# Instructions to follow
Duplicate the material below from its first line through the line containing "[[49,174],[157,355],[178,174]]", inclusive, keeping every line unchanged.

# Input for this task
◆ ◆ ◆ ◆ ◆

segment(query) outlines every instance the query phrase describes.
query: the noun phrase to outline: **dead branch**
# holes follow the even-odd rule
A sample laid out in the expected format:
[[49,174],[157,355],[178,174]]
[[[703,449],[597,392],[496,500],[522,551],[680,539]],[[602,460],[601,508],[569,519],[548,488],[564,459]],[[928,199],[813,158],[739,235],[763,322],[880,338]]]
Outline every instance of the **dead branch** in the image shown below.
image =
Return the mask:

◆ ◆ ◆ ◆ ◆

# The completed task
segment(query) outlines every instance the query phrase describes.
query: the noun phrase to outline: **dead branch**
# holes follow the even-odd rule
A sample laid out in the expected format:
[[49,174],[157,355],[178,174]]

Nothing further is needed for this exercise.